▶ [COMPLETE THE FOLLOWING]
**A)** In the text on models and decision-making, what must politicians do to win votes?
**B)** List each thing that the text on models and decision-making says is at risk when model predictions become crystal ball gazing.
**C)** Reproduce the stretch of the text on models and decision-making from "No model can" through "any decision-making process?".

▶ [SUPPLIED TEXT]

☆ ☆ ☆ ☆ ☆ ☆ ☆

No model can perfectly account for all the variables and all the complexities in a problem, and we still have not exhausted the well of knowledge on most of our problems, especially the most pressing ones. Does this mean we should not use any model in any decision-making process?
Models, when properly understood, are some of the most useful tools we have at our disposal to make sense of the world, to make predictions, and to act on them. Beyond the recurring problem of model limitations, the biggest problem lies at the intersection between their limitations and the political and ethical realms: what do we do about these models and predictions? This is not a problem of policymakers only; scientists and experts can be politically driven as well and have all manner of incentives to downplay the limitations of their models, or to not disclose them in the first place. While politicians suffer from the need to be popular and coming up with announcements that will address peoples’ concerns to win votes, scientists and experts have their own set of incentives, many of which can become maladaptive in time: they need to publish in journals, be trustworthy in front of the media and political liaisons that come to them for answers, deliver soundbites for news articles or executive reports that cannot account for the complexity of the problem or model at hand, and so on. It is in this space that the nuances naturally embedded in complex modelling become an afterthought, and the whole exercise of using complex models to peek into the most likely future is thus bastardised. From a careful and nuanced conversation about the complexity of the problem at hand and our imperfect understanding of it – as well as the models that try to capture said complexity –, it gets transformed into a simplistic, headline-friendly and dangerous exercise in crystal ball gazing where livelihoods, economies and hard-earned civil liberties are at risk. Models simply become the next ghastly tool for people’s clairvoyance, now bestowed with the power of computers, yet still employed in the age-old ritual of influencing people to make decisions – decisions that, often, are of the moral kind rather than of the scientific one. We do not have a God-given mandate to prioritise life over risks, or safety over freedom, for example, and no amount of data or models can tilt those scales.

☆ ☆ ☆ ☆ ☆ ☆ ☆

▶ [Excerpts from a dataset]
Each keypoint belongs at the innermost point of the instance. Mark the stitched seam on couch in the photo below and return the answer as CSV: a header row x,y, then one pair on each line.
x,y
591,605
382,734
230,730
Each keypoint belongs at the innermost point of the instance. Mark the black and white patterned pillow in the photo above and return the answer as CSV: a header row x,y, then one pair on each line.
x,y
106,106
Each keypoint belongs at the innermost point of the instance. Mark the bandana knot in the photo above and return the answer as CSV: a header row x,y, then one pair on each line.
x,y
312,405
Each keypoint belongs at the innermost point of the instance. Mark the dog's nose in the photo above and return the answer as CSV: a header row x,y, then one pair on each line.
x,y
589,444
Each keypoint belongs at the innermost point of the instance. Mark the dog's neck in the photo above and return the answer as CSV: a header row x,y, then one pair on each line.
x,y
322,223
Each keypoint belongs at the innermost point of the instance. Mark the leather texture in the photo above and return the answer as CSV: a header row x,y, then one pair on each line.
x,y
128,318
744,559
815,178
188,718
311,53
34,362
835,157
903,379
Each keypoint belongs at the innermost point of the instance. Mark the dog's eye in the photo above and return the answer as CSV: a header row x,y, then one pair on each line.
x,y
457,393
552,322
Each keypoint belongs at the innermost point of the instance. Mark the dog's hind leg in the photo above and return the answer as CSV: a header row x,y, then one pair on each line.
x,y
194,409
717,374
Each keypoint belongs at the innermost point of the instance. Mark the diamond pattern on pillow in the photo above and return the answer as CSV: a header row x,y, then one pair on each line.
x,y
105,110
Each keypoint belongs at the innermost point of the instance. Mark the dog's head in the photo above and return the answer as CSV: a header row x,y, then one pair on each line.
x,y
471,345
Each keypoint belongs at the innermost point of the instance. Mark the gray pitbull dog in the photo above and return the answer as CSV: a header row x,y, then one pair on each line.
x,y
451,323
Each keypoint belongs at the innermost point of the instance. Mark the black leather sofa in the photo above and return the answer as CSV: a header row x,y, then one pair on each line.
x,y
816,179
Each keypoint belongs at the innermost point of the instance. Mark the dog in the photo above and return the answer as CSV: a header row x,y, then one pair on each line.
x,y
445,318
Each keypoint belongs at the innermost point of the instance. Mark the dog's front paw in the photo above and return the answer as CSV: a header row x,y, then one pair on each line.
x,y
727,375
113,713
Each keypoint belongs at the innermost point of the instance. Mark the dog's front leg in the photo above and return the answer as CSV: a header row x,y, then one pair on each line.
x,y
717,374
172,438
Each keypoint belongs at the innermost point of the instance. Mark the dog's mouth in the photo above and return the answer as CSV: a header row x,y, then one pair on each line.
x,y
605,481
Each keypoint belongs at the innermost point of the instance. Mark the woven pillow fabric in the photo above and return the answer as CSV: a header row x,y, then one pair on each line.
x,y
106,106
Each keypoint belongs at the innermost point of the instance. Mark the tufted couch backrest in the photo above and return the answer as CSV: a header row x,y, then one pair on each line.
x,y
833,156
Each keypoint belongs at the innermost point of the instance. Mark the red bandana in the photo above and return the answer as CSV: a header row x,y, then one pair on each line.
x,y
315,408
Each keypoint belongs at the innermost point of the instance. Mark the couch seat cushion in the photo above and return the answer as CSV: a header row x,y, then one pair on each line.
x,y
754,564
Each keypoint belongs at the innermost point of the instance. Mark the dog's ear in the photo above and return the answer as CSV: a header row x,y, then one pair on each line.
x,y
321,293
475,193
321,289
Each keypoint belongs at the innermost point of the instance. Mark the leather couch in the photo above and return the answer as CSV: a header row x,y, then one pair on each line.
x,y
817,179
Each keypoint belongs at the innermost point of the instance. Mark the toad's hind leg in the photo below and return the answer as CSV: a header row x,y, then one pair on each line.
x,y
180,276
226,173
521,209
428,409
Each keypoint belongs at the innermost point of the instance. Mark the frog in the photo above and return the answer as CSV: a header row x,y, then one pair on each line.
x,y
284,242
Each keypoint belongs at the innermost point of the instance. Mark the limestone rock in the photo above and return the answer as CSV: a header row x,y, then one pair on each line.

☆ ☆ ☆ ☆ ☆ ☆ ☆

▶ [EXPECTED RESULTS]
**A)** They need to be popular and come up with announcements that address people's concerns.

**B)** Livelihoods, economies, and hard-earned civil liberties.

**C)**
No model can perfectly account for all the variables and all the complexities in a problem, and we still have not exhausted the well of knowledge on most of our problems, especially the most pressing ones. Does this mean we should not use any model in any decision-making process?